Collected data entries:
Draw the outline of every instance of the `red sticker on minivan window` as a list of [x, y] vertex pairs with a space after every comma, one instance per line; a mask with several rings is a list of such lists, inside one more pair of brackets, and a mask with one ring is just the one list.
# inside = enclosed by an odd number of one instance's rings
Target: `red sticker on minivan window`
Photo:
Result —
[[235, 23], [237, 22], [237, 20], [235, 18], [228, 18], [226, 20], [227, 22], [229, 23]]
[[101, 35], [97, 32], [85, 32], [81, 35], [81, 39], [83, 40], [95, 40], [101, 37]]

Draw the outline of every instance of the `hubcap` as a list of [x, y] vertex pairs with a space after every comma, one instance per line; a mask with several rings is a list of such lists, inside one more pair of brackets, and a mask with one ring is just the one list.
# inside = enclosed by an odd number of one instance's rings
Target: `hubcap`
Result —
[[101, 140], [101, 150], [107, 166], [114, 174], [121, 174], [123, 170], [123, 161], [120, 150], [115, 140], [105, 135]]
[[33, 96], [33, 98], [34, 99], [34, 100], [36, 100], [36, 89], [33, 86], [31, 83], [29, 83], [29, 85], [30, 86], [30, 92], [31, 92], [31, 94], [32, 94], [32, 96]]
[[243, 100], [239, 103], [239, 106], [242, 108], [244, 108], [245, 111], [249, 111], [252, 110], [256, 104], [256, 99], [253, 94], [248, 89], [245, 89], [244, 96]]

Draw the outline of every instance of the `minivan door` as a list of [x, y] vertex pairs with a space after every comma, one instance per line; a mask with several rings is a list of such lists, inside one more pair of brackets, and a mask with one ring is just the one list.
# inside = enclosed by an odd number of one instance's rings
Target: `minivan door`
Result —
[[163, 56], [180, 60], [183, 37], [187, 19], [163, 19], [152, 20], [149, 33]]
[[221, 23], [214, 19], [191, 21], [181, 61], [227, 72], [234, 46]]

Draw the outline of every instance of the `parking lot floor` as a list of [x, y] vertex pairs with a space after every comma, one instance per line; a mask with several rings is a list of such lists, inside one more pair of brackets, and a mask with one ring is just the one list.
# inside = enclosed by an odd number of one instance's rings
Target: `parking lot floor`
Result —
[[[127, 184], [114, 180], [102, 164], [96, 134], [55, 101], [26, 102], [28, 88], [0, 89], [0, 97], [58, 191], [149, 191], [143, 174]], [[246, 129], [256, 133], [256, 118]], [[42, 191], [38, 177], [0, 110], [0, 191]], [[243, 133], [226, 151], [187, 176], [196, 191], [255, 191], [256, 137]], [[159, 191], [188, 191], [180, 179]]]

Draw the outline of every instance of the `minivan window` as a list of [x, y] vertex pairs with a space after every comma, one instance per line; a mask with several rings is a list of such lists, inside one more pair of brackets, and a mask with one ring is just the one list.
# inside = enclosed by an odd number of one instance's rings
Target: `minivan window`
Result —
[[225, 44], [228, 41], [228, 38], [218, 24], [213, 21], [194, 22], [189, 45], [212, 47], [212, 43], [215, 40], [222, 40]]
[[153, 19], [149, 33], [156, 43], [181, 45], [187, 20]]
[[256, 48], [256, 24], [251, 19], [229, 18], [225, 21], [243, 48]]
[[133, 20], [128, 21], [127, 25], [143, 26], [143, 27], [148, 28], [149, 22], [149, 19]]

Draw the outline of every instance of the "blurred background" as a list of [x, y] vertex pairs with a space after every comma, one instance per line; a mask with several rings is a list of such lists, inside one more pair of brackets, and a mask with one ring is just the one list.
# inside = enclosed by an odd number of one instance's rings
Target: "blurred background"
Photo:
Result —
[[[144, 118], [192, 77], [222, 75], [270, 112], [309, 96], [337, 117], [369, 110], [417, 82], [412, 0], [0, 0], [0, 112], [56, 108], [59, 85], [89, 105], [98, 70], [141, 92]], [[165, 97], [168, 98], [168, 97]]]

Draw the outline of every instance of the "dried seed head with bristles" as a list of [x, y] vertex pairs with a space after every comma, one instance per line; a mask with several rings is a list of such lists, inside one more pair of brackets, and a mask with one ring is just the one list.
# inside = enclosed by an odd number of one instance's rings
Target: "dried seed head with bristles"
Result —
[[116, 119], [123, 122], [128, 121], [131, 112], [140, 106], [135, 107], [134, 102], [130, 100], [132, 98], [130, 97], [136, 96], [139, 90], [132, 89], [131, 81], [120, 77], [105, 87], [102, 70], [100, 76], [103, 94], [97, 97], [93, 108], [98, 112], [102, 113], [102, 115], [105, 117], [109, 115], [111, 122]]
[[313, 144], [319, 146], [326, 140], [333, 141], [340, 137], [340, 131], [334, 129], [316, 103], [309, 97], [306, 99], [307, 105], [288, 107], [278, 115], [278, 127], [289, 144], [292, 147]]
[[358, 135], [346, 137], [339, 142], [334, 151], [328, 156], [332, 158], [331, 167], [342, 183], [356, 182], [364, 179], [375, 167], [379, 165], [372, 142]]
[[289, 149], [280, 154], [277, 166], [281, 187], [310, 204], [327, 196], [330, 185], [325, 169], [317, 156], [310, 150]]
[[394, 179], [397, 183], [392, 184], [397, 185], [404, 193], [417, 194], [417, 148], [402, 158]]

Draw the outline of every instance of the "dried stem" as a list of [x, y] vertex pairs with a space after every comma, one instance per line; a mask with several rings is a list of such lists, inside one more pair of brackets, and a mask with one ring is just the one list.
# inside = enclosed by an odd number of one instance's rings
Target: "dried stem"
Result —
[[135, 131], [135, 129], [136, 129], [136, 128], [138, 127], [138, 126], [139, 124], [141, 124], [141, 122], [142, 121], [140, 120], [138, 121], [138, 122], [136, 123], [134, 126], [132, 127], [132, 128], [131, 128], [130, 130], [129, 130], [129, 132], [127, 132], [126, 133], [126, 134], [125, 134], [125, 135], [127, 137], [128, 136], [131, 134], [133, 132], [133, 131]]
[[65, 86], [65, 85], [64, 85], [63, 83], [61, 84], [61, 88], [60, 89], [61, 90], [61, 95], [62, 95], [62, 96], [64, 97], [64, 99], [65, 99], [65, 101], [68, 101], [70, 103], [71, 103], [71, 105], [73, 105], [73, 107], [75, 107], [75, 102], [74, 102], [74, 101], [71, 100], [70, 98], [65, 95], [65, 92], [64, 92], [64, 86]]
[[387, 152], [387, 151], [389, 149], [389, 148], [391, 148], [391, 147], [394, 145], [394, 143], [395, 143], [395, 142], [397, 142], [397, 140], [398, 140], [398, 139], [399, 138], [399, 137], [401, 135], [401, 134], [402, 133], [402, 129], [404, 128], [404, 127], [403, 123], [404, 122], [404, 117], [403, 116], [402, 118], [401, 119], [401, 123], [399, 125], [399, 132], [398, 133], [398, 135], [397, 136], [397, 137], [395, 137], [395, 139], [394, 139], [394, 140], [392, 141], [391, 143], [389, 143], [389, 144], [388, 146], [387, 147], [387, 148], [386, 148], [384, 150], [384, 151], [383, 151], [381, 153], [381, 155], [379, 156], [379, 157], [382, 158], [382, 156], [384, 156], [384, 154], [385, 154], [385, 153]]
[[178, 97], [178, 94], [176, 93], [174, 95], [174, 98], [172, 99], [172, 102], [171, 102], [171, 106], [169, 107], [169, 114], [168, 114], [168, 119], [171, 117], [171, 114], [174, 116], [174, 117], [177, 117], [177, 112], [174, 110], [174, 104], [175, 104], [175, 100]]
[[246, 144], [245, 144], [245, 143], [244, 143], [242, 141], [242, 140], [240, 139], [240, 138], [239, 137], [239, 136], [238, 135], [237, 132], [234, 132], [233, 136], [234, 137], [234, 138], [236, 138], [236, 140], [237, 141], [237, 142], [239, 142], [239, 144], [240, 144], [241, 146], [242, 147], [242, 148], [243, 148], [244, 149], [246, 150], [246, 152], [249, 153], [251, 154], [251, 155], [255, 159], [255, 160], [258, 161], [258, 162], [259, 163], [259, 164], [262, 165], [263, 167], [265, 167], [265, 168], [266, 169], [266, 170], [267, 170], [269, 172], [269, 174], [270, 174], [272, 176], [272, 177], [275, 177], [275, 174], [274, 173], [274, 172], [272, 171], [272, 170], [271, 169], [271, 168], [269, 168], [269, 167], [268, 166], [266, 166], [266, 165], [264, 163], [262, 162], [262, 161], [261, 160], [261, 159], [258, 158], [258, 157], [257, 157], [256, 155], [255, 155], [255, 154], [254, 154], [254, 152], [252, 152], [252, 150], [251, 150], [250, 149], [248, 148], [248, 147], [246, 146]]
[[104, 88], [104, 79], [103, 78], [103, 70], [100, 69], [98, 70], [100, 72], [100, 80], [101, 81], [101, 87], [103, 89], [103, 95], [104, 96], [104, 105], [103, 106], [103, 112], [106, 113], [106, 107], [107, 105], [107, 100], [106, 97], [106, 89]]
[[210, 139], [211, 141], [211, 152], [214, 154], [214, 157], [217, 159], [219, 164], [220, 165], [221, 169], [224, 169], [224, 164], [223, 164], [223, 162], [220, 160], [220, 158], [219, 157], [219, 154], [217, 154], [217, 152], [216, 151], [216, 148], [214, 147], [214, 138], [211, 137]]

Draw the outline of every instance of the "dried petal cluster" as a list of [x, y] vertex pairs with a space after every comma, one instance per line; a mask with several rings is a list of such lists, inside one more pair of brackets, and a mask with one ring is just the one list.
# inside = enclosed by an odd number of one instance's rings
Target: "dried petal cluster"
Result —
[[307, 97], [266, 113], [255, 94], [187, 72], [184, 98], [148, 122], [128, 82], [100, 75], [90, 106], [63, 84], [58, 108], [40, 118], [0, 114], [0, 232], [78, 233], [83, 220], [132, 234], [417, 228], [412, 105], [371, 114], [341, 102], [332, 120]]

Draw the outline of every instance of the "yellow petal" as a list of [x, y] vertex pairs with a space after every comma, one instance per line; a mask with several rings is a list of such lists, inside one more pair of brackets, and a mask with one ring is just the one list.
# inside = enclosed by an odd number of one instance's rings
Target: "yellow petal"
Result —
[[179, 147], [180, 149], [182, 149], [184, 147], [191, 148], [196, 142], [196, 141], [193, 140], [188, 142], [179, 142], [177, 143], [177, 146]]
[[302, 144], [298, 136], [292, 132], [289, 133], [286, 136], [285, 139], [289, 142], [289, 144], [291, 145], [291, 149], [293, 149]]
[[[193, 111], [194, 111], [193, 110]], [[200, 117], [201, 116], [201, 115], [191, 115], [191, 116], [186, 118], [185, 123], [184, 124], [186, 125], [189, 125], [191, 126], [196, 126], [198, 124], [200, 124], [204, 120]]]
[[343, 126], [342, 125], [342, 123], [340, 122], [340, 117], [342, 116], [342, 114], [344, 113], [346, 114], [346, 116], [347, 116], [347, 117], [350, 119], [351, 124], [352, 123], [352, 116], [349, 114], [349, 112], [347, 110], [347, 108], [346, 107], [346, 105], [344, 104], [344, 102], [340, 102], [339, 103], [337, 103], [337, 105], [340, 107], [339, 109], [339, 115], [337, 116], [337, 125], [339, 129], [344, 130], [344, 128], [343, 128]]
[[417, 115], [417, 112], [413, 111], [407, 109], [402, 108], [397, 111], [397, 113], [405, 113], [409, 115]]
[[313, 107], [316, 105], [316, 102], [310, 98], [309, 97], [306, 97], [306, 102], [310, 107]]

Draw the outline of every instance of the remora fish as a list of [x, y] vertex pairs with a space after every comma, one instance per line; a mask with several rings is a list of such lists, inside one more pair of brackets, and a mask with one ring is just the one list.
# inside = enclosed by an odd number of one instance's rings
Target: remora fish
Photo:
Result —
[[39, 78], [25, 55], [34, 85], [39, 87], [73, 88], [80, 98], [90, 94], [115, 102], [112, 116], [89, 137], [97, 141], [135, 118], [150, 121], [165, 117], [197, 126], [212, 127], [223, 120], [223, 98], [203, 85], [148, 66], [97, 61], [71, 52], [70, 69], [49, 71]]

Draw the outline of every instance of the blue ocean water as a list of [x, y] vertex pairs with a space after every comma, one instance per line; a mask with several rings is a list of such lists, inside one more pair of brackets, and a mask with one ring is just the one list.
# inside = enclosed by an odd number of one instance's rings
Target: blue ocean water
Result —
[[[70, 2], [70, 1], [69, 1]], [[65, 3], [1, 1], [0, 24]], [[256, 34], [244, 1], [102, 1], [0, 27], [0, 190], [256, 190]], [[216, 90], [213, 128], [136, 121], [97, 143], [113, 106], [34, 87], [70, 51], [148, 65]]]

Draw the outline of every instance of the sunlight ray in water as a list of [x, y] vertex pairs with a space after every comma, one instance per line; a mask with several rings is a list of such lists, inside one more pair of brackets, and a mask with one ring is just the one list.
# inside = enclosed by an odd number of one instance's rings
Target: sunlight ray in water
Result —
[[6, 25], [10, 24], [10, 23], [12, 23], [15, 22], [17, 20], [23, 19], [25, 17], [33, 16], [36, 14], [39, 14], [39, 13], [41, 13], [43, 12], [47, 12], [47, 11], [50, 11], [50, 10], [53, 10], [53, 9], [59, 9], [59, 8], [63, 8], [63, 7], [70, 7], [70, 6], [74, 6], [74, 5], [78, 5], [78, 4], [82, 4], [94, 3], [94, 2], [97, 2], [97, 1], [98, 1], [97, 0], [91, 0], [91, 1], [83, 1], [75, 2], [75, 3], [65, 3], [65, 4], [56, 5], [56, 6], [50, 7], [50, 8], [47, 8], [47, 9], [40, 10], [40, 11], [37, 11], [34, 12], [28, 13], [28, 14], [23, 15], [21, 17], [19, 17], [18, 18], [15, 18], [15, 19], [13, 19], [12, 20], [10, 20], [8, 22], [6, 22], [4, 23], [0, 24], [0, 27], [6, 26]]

THE EXERCISE ▸
Give back, exactly as written, the lines from the one with "Draw the outline of every instance of the blue" to the last line.

ANSWER TO THIS PROBLEM ▸
Draw the outline of every instance of the blue ocean water as a list of [x, y] vertex pairs with a space after every comma, one instance per line; a mask with several rings is a list of such lists, inside one more pair of brackets, and a mask with one ring is just the one list.
# inside = enclosed by an odd number of one instance's rings
Target: blue ocean water
Result —
[[[70, 2], [70, 1], [69, 1]], [[65, 3], [1, 1], [0, 24]], [[256, 34], [244, 1], [102, 1], [0, 27], [0, 190], [256, 190]], [[216, 90], [213, 128], [136, 121], [97, 143], [113, 106], [34, 87], [70, 51], [148, 65]]]

Draw the outline of every instance of the sunlight ray in water as a list of [x, y] vertex pairs with a space after every comma, one instance per line; a mask with several rings is a list of such lists, inside one more pair of brackets, and a mask with one ring is just the one list.
# inside = enclosed by an odd number of one instance's rings
Target: sunlight ray in water
Result —
[[6, 25], [10, 24], [10, 23], [12, 23], [15, 22], [17, 20], [23, 19], [25, 17], [33, 16], [36, 14], [39, 14], [39, 13], [41, 13], [43, 12], [47, 12], [47, 11], [50, 11], [50, 10], [53, 10], [53, 9], [59, 9], [59, 8], [63, 8], [63, 7], [70, 7], [70, 6], [74, 6], [74, 5], [78, 5], [78, 4], [82, 4], [94, 3], [94, 2], [97, 2], [97, 1], [98, 1], [97, 0], [91, 0], [91, 1], [83, 1], [75, 2], [75, 3], [65, 3], [65, 4], [56, 5], [56, 6], [50, 7], [50, 8], [47, 8], [47, 9], [40, 10], [40, 11], [37, 11], [34, 12], [28, 13], [28, 14], [23, 15], [21, 17], [19, 17], [18, 18], [15, 18], [15, 19], [13, 19], [12, 20], [10, 20], [8, 22], [6, 22], [4, 23], [0, 24], [0, 27], [6, 26]]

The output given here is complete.